§ **DOCUMENT EXTRACT**
*** Block opens ***
Corrosion is eating away at the steel walls that hold
one of the Great Lakes’ busy harbors together. The
corrosion is unlike anything known to be happening in
any other Great Lakes port. But other port officials
are being encouraged to take a closer look at their own
underwater steel. The Great Lakes Radio Consortium’s
Bob Kelleher reports:


Some kind of corrosion is eating away at the Duluth
Seaway port’s docks. The docks are those long
earth-filled metal rectangles where ships from around
the world tie up to load and unload. Those docks are
lined with sheets of steel, and the steel is rusting
away. Jim Sharrow is the Duluth
Seaway Port Authorities Facilities Manager.


“It’s corroding quickly – much faster than people expect
in fresh water. And our main concern is that we’ll lose
the integrity and the strength of the dock long before
expected, and have to do steel replacement at $1,500 or
more per lineal foot, much earlier than ever would have
been expected.”


Corrosion should be a slow process in Duluth’s cold
fresh water. But, Sharrow says, there’s evidence it’s
been happening remarkably quickly for about thirty years.
*** Block closes ***
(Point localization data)
*** Block opens ***
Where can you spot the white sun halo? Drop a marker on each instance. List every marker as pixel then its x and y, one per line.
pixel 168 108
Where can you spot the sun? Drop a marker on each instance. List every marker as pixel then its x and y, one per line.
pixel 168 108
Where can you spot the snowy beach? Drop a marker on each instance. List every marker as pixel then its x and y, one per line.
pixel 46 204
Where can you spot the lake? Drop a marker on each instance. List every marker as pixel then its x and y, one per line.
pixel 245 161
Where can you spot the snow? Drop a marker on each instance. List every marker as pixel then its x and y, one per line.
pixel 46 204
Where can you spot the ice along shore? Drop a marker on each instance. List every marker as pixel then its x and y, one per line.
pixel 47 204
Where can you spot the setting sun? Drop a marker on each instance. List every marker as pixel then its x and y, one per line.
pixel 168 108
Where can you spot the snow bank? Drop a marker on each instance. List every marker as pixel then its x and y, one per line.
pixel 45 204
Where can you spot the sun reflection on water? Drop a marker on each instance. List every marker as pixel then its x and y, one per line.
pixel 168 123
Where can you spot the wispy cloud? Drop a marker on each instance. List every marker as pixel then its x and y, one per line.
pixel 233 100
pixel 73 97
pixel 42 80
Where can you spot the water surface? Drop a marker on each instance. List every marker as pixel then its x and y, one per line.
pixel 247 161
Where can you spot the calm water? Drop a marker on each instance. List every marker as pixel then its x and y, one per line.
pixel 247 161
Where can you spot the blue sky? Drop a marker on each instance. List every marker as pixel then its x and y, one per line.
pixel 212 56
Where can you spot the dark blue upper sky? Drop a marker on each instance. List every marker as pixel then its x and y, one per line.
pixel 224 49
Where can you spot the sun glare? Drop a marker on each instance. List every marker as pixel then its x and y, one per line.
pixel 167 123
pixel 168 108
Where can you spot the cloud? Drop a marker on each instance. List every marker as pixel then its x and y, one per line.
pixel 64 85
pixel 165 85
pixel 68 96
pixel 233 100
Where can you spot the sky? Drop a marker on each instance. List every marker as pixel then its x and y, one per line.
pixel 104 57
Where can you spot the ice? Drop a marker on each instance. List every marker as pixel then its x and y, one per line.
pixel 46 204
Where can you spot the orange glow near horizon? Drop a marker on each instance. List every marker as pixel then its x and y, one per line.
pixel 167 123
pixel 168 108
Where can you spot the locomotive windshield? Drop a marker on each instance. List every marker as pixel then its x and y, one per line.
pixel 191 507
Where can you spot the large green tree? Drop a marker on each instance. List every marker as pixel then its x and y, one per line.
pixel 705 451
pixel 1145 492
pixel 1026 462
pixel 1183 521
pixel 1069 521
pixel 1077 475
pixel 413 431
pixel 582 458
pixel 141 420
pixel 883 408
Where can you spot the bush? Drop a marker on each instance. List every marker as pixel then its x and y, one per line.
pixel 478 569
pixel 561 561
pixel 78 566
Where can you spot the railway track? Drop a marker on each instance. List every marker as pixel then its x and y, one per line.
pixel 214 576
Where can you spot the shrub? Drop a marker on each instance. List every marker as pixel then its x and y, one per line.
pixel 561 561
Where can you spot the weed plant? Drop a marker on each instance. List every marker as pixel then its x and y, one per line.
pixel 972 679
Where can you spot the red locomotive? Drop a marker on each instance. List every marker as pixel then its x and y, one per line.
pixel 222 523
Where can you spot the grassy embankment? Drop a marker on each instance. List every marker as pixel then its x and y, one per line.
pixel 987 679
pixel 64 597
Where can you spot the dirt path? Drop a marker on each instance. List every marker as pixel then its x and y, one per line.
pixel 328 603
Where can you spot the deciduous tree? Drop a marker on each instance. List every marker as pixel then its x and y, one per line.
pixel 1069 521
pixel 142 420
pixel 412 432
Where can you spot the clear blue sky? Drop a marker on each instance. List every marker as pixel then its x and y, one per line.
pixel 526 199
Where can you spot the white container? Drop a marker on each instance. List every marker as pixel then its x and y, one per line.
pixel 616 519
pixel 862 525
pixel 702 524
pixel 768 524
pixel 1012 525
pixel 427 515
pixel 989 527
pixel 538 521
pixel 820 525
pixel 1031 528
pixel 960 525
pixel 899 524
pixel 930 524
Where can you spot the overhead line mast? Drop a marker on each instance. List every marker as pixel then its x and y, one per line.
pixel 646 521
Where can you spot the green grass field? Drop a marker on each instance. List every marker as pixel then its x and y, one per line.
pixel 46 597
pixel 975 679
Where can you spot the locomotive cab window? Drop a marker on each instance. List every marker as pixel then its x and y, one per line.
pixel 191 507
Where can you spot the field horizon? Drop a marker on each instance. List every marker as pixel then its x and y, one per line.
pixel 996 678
*** Block closes ***
§ **LIST OF TASKS**
(a) In the report on Duluth's harbor corrosion, what does replacing the steel cost per lineal foot?
(b) Repeat everything in the Duluth corrosion report from "Corrosion should be" down to "about thirty years.".
(c) Go on with the report on corrosion at the Duluth port, starting after its last sentence.

§ **OUTPUTS FOR THE TASKS**
(a) $1,500 or more per lineal foot.

(b)
Corrosion should be a slow process in Duluth’s cold
fresh water. But, Sharrow says, there’s evidence it’s
been happening remarkably quickly for about thirty years.

(c)
“What we seem to see here is corrosion that started in
the mid 1970s. We have steel that’s 100 years olds
that’s about as similarly corroded to steel that is 25
to 30 years old.”


It’s a big problem. There’s about thirteen miles of
steel walls lining docks in the harbor that serves
Duluth, Minnesota and Superior, Wisconsin. There’s half
again as many feet of wooden docks, held together with
steel pins. There’s corrosion on the legs of highway
bridges and the giant
steel ore docks that ship millions of tons of taconite
– a type of iron shipped to steel mills in Gary,
Indiana and Cleveland, Ohio.


“We characterize this as a 100-million dollar problem in
the harbor. It’s a huge problem, and what is so odd
about this is that we only see it happening in the
navigational area of the Duluth-Superior Harbor.”


The harbor links the St Louis River with Lake Superior.
Go a few miles up the river and there’s little corrosion
. So it doesn’t seem like the problem’s there. But, back
in the harbor, at the current rate of corrosion, Sharrow
says, the steel will fail quickly.


“I figure that in about 10 years at the current rate,
we will have to start replacing steel.”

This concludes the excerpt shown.